##### Okuma Parçası

Burada onun konferanslarından ve panellerdeki konuşmalarından söz etmeliyim. Konu hakkında konuşurken sözleri arasına sıkıştırdığı birkaç cümle hemen dikkati çeker, izleyiciler devamı gelecek diye pür dikkat dinlemeye koyulurlar, bu arada konferansın ya da panel konuşmasının sonu gelirdi. Konu dışına çıkmadığı, bulunduğu yerin veya günün tarihine, hatta konferans salonunun yapımına dair bir şeyler söylemediğine tanık olmadım. Sadece konferans konusu ile ilgili bilgi, belge toplamakla onları bir araya getirmekle yetinmez, aynı zamanda konferans yerine ve günün tarihine dair araştırmalar yapar, genellikle ilk defa duyulan bilgiler verirdi. Seriyyül’intikal olmadığımdan yıllar sonra Çorum Alaca’da uyguladım. Bitirinceye kadar konferans salonundan ayrılanı görmedim.

##########

#### Yapılacak İşler:
(1) Okuma parçasında "Burada onun konferanslarından" sözleriyle başlayan paragrafı, temel bilgilerini koruyarak daha kısa biçimde yeniden yazınız.
(2) Kayıtlarda "background" dizesini içeren bütün satırları bulup kopyalayınız. Büyük ve küçük harf ayrımı dikkate alınmalıdır.
Okuma parçası ile kayıtlar birbirinden bağımsızdır.

##### Verilen Bilgiler

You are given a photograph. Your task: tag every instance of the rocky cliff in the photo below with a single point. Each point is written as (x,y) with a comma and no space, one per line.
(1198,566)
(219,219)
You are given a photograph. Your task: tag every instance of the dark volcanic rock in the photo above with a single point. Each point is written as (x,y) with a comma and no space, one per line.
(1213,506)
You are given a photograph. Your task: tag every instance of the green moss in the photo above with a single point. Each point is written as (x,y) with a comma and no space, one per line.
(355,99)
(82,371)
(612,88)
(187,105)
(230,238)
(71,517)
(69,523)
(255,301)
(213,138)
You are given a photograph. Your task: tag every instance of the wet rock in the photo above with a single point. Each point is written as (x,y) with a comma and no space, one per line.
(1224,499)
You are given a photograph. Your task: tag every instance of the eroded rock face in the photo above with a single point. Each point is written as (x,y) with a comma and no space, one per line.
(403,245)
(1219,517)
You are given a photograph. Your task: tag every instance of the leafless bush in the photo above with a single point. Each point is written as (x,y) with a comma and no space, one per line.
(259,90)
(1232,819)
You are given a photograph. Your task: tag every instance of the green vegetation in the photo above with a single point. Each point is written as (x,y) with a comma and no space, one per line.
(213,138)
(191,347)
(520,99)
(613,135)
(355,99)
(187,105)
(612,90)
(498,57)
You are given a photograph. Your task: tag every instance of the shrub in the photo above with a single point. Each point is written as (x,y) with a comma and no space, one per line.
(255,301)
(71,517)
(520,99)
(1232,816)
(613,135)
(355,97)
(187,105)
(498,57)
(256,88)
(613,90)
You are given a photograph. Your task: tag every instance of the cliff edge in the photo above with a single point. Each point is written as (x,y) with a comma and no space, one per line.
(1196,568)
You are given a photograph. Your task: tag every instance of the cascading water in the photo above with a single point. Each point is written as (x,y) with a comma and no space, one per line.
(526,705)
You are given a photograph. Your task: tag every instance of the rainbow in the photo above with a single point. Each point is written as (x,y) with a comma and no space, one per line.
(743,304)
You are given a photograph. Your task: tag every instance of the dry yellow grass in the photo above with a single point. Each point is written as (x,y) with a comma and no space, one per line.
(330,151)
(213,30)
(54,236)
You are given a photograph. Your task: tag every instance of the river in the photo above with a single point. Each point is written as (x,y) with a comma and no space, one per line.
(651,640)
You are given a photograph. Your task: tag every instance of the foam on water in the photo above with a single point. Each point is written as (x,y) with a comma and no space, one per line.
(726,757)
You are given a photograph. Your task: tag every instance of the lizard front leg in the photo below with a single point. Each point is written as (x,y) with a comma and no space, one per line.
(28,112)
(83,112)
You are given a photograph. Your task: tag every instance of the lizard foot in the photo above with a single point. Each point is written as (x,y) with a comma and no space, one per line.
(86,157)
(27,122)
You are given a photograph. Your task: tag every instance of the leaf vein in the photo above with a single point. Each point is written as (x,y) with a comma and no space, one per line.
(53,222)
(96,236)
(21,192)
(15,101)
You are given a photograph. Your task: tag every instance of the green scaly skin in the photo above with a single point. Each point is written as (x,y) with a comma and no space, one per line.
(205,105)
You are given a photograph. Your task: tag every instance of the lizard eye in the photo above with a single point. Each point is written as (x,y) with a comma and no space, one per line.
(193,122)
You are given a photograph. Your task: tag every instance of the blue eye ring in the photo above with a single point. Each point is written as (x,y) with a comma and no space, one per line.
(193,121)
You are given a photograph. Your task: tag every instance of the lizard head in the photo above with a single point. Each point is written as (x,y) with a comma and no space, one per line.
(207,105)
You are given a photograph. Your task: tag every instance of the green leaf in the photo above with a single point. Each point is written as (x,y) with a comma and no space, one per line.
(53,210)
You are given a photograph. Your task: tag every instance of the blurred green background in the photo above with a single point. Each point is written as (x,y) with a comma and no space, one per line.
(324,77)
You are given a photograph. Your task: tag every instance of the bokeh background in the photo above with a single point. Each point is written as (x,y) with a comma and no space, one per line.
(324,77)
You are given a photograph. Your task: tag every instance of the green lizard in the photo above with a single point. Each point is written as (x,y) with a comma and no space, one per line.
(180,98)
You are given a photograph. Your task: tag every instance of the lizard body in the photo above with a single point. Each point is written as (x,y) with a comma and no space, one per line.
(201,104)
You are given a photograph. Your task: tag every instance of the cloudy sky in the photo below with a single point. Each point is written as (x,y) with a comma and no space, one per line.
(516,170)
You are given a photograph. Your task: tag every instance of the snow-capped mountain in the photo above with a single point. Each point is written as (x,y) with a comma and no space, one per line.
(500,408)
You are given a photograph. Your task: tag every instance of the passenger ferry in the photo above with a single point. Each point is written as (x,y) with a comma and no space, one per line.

##########

#### Yanıt Listesi:
(1) Onun konferans ve panel konuşmalarında, söz arasına sıkıştırdığı birkaç cümle hemen dikkati çekerdi. İzleyiciler devamını merakla beklerken konuşma sona ererdi. Her seferinde konu dışına çıkar; bulunduğu yerden, günün tarihinden, hatta salonun yapımından söz ederdi. Yalnızca konuyla ilgili bilgi ve belge toplamakla yetinmez, konferans yerini ve günün tarihini de araştırır, genellikle ilk kez duyulan bilgiler verirdi. Yazar, bu yolu yıllar sonra Çorum Alaca'da uyguladığını belirtir ve konuşma bitinceye kadar salondan ayrılan kimseyi görmediğini söyler.

(2)
You are given a photograph. Your task: tag every instance of the blurred green background in the photo above with a single point. Each point is written as (x,y) with a comma and no space, one per line.
You are given a photograph. Your task: tag every instance of the bokeh background in the photo above with a single point. Each point is written as (x,y) with a comma and no space, one per line.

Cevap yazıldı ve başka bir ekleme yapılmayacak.